#!/usr/bin/env python
# coding: utf-8

# # 05 - Logistic Regression
# by [Alejandro Correa Bahnsen](albahnsen.com/)
# 
# version 0.2, May 2016
# 
# ## Part of the class [Machine Learning for Risk Management](https://github.com/albahnsen/ML_RiskManagement)
# 
# 
# This notebook is licensed under a [Creative Commons Attribution-ShareAlike 3.0 Unported License](http://creativecommons.org/licenses/by-sa/3.0/deed.en_US). Special thanks goes to [Kevin Markham](https://github.com/justmarkham)

# # Review: Predicting a Continuous Response

# In[1]:


import pandas as pd
import zipfile
with zipfile.ZipFile('../datasets/glass.csv.zip', 'r') as z:
    f = z.open('glass.csv')
    glass = pd.read_csv(f, sep=',', index_col=0)
glass.head()


# **Question:** Pretend that we want to predict **ri**, and our only feature is **al**. How could we do it using machine learning?
# 
# **Answer:** We could frame it as a regression problem, and use a linear regression model with **al** as the only feature and **ri** as the response.
# 
# **Question:** How would we **visualize** this model?
# 
# **Answer:** Create a scatter plot with **al** on the x-axis and **ri** on the y-axis, and draw the line of best fit.

# In[2]:


get_ipython().run_line_magic('matplotlib', 'inline')
import matplotlib.pyplot as plt


# In[3]:


# scatter plot using Pandas
glass.plot(kind='scatter', x='al', y='ri')


# In[4]:


# equivalent scatter plot using Matplotlib
plt.scatter(glass.al, glass.ri)
plt.xlabel('al')
plt.ylabel('ri')


# In[5]:


# fit a linear regression model
from sklearn.linear_model import LinearRegression
linreg = LinearRegression()
feature_cols = ['al']
X = glass[feature_cols]
y = glass.ri
linreg.fit(X, y)


# In[6]:


# make predictions for all values of X
glass['ri_pred'] = linreg.predict(X)
glass.head()


# In[7]:


# put the plots together
plt.scatter(glass.al, glass.ri)
plt.plot(glass.al, glass.ri_pred, color='red')
plt.xlabel('al')
plt.ylabel('ri')

→ **DATA RECORDS**:
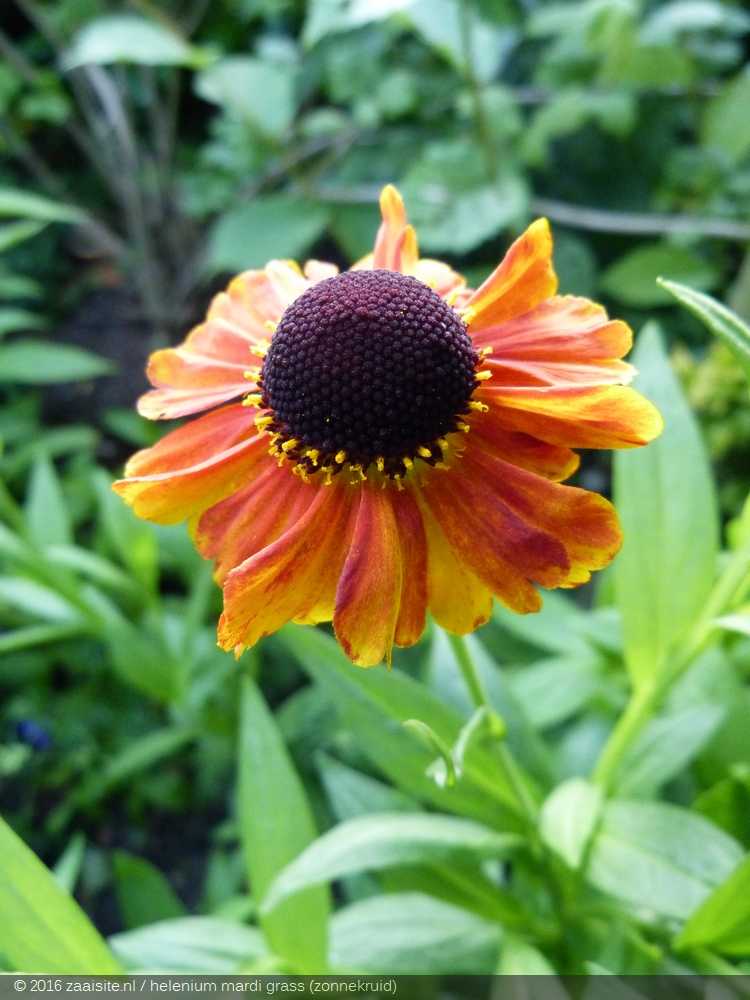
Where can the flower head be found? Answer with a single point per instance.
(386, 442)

==

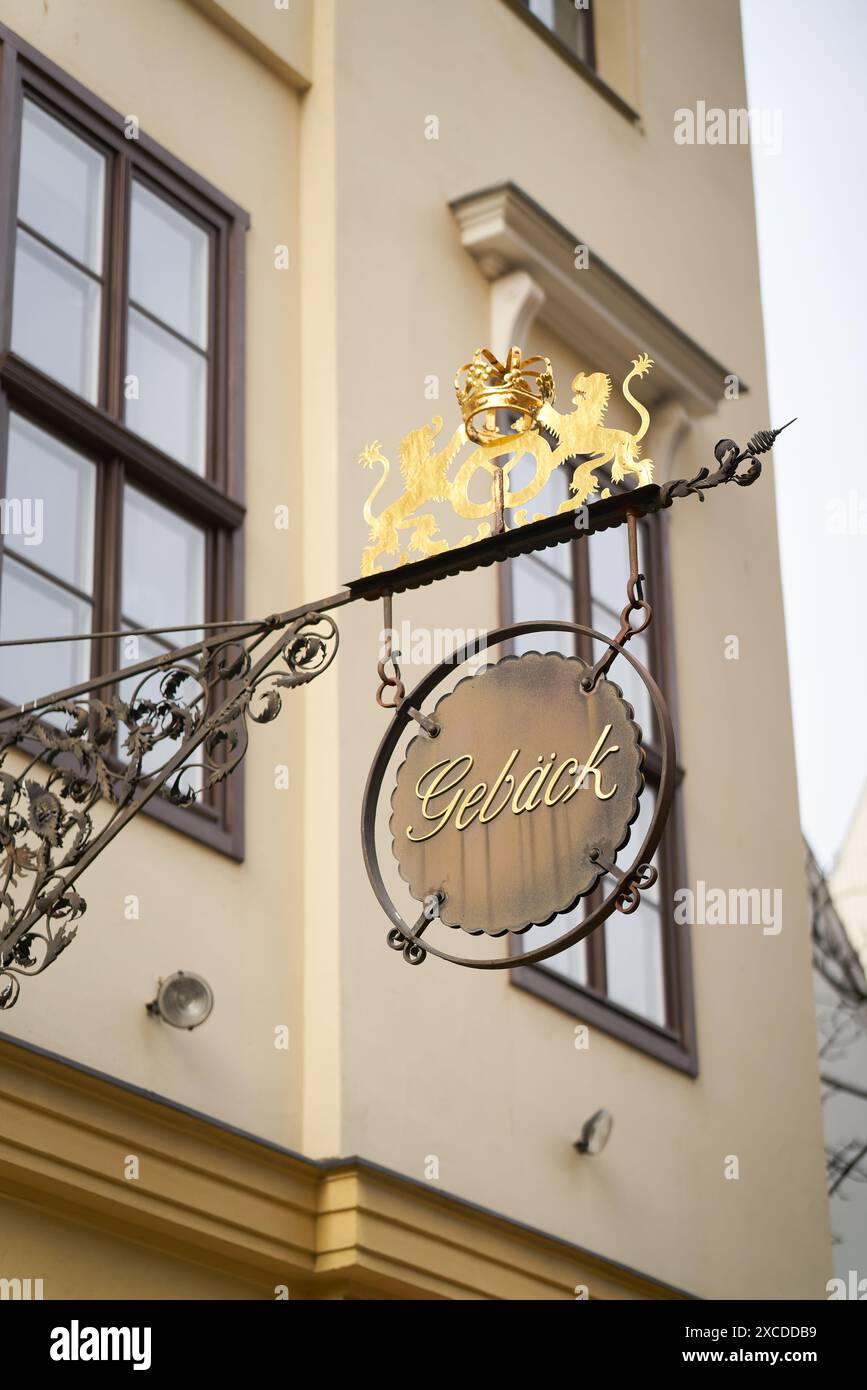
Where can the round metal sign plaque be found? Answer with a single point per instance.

→ **PROBLEM REQUIREMENTS**:
In the logistic regression notebook, what color is used for the line of predicted ri values when the plots are combined?

→ **THE COMPLETED TASK**:
Red.